=== Text shown ===
>> BEGIN

Sunrise/sunset: 07:28/17:40 Daylength: 10hr11min
A lot has happened this week. I’m starting to feel that life couldn’t be much more up and down if I was strapped into a roller coaster beside a demented grizzly bear.
Last weekend was mostly good:
John and I drove down to Narvik on Sunday to buy a snøfres or snow blower. I can see, when I look at the estate agent pictures of my house from last winter, that it obviously gets a lot of snow, so working out how to clear it is important. I like snow, which is just as well, and at least I now have a garage – no more getting up at 4a.m to clear one car, then a second ten minutes later. But I will still have to clear the driveway, which is longer than the old one. John found the snow blower on Finn – a Norwegian website that has everything from second hand stuffed otters to holiday booking and jobs.
The bloke selling it laughed at us when we arrived with my car and no trailer. I seem to have been beset by arsehole men of late (not sure why – I wouldn’t have said it was typical here) but happily John had brought his tool kit. He very quickly removed the wheels and the funnel that directs the snow, and we soon had it in the boot to drive home. Here’s John checking it out when we got back.

>> END

(Source data)
>> BEGIN

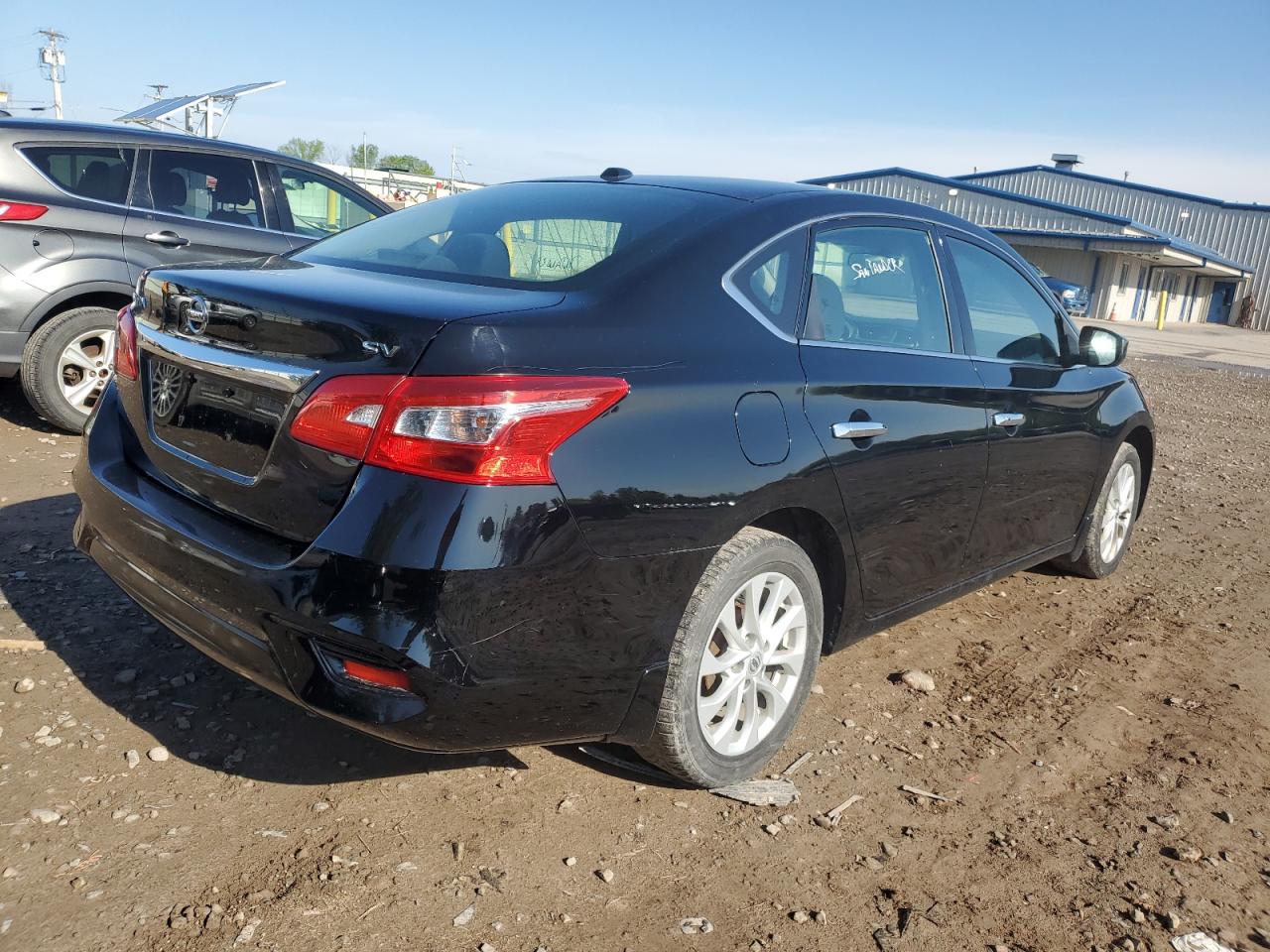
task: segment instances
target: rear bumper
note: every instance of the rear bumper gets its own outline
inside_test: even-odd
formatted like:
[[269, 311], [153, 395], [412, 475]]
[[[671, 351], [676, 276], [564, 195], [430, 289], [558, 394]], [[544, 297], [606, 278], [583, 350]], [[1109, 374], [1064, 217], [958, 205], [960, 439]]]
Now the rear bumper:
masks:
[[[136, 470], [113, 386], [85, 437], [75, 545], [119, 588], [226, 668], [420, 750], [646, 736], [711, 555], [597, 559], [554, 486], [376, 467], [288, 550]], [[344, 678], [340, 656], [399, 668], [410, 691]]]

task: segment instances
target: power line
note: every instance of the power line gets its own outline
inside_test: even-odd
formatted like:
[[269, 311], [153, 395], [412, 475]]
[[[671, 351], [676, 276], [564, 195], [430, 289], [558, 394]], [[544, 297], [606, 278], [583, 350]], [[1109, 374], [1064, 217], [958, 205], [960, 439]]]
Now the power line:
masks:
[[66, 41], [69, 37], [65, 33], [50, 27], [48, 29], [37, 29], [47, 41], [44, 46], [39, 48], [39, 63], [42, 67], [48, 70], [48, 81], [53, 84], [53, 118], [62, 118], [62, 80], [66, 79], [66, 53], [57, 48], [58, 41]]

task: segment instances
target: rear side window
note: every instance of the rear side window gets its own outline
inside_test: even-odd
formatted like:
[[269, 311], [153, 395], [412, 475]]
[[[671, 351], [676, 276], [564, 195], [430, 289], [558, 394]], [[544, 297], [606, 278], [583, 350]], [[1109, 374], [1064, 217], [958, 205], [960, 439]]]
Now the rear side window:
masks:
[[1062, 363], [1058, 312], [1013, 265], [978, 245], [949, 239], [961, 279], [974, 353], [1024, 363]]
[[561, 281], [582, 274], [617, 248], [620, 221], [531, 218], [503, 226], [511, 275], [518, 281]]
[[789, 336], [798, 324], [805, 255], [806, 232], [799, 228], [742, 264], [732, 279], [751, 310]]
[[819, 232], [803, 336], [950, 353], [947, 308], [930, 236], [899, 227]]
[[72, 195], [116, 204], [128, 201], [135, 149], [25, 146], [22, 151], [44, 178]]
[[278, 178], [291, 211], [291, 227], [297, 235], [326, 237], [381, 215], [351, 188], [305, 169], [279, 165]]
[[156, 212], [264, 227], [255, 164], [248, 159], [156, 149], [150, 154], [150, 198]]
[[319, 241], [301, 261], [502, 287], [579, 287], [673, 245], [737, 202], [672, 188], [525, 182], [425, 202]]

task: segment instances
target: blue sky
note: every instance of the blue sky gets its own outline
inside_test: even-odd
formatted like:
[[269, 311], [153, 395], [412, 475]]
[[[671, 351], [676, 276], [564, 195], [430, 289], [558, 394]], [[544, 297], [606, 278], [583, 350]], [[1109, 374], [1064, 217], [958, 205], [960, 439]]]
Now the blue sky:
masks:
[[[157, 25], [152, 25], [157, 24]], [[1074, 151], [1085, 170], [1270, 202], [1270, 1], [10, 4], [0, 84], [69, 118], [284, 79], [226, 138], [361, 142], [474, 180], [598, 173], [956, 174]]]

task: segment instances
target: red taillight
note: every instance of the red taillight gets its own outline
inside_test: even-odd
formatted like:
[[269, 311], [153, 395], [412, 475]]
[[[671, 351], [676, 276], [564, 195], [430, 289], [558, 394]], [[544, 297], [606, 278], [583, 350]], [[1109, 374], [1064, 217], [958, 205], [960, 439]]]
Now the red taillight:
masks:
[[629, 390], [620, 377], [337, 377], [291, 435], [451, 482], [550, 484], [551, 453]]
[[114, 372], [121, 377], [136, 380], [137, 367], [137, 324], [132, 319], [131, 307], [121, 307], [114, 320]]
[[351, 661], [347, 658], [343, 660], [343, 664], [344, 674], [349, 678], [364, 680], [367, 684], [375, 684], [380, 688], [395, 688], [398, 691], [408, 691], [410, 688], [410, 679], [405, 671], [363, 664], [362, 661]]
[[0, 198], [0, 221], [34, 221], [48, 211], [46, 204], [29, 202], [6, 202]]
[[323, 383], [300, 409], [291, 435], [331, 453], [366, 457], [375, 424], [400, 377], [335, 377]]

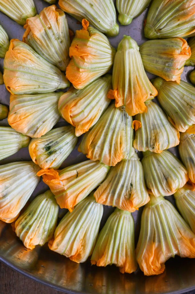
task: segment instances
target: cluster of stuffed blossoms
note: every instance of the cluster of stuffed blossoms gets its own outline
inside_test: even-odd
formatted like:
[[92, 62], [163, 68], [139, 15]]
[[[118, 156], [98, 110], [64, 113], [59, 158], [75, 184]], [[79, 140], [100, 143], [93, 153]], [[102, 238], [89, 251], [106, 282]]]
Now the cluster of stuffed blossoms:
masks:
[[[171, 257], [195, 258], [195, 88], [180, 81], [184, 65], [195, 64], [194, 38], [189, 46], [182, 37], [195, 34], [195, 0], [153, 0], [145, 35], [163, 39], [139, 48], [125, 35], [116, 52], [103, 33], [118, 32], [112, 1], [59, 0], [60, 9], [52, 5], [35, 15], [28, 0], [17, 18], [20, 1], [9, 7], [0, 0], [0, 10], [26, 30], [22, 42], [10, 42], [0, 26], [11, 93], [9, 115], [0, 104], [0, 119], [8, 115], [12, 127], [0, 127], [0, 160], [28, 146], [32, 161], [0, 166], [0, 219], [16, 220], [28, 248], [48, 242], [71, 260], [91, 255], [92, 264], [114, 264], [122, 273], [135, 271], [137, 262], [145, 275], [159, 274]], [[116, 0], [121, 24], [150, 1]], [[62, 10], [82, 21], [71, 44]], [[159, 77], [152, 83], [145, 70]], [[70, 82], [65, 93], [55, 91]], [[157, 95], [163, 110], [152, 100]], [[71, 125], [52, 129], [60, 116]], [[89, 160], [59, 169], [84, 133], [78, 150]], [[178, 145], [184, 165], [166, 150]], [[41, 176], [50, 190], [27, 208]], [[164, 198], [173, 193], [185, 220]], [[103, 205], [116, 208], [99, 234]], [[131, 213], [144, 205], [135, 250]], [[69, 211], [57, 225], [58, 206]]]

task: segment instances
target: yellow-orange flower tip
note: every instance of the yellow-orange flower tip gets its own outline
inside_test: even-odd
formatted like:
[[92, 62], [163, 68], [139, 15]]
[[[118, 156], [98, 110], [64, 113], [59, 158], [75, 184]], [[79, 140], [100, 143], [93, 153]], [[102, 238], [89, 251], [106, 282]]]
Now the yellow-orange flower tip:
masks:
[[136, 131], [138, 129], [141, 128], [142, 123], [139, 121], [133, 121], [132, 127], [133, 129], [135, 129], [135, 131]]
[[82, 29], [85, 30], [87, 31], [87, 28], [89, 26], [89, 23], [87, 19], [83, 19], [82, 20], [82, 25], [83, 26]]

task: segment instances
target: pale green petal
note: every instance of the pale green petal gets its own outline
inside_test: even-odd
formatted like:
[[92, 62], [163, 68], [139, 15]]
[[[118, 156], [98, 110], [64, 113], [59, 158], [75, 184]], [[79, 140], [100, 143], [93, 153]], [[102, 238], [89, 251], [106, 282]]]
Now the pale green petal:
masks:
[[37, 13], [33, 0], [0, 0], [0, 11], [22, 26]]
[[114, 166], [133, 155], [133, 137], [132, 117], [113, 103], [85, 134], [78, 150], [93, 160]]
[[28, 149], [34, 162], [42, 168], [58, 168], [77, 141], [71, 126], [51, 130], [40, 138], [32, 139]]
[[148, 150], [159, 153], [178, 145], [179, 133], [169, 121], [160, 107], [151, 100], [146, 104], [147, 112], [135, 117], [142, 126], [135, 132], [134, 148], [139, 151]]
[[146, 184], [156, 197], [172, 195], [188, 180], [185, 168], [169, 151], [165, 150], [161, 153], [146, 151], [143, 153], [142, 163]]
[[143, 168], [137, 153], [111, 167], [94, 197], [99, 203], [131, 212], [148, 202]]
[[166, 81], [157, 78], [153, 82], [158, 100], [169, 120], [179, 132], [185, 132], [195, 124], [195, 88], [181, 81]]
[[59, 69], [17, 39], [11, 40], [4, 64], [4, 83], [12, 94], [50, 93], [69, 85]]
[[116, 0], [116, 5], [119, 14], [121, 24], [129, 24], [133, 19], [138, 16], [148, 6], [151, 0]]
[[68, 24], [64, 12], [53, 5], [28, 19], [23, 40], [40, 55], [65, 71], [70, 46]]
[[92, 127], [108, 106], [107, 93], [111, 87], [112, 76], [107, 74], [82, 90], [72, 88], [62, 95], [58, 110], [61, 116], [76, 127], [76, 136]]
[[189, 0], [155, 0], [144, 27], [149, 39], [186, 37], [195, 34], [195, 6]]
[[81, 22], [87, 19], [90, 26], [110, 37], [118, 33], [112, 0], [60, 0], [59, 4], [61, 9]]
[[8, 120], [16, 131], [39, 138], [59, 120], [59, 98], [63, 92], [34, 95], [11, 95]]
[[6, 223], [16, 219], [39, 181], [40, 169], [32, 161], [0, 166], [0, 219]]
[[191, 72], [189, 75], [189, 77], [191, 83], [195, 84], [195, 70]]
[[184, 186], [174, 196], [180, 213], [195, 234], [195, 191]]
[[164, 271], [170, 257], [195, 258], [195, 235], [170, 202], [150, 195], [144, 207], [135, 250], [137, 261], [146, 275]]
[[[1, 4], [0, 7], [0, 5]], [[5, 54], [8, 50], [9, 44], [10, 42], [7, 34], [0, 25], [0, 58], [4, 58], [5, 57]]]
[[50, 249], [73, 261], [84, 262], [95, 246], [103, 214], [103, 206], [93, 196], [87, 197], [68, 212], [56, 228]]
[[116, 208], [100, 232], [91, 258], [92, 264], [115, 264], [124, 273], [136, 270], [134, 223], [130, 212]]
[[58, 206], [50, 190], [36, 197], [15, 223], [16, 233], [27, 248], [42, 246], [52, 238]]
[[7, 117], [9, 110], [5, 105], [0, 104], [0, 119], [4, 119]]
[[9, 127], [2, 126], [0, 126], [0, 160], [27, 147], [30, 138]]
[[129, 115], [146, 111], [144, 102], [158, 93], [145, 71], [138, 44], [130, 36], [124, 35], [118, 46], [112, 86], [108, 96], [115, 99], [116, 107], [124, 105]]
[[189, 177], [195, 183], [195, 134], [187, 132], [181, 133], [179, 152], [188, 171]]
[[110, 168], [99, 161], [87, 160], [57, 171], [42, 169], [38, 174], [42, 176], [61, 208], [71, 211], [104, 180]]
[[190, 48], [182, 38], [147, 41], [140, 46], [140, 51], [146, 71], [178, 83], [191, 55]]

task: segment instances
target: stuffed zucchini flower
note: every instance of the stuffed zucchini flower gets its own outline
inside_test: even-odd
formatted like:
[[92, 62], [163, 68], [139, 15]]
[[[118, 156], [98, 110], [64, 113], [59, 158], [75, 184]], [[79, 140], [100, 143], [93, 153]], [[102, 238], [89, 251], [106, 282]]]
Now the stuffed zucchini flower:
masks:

>> END

=== Required tasks ===
1. According to the post, why is working out how to clear snow important at the house?
2. Reproduce a passage of the post verbatim: begin at the words "The bloke selling" and stop after "we got back.".
3. In the post, to which town did John and the writer drive on Sunday to buy the snow blower?
The items in the source data are separate material and are not part of the post.

=== Outputs ===
1. The estate agent pictures of the house from last winter show that it obviously gets a lot of snow. The driveway will still need clearing, and it is longer than the old one.

2.
The bloke selling it laughed at us when we arrived with my car and no trailer. I seem to have been beset by arsehole men of late (not sure why – I wouldn’t have said it was typical here) but happily John had brought his tool kit. He very quickly removed the wheels and the funnel that directs the snow, and we soon had it in the boot to drive home. Here’s John checking it out when we got back.

3. Narvik.